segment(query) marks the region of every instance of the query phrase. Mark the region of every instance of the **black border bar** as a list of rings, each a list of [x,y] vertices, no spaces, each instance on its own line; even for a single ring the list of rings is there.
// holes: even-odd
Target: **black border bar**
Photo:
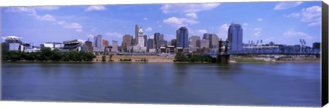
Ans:
[[[326,105],[328,103],[328,5],[322,1],[322,24],[321,24],[321,105],[322,107]]]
==================================================
(What you have to do): Write out every line of the listing above word for word, leaving out the picture.

(Response):
segment(query) marks the region of every instance of the query phrase. Mark the region of every instance of the **black border bar** as a list of rings, each a list of [x,y] vertices, no spaces, each instance on its own line; even for a single ring the list of rings is there.
// holes: even-odd
Target: **black border bar**
Photo:
Ans:
[[[326,105],[328,103],[328,5],[322,1],[322,24],[321,24],[321,105],[322,107]]]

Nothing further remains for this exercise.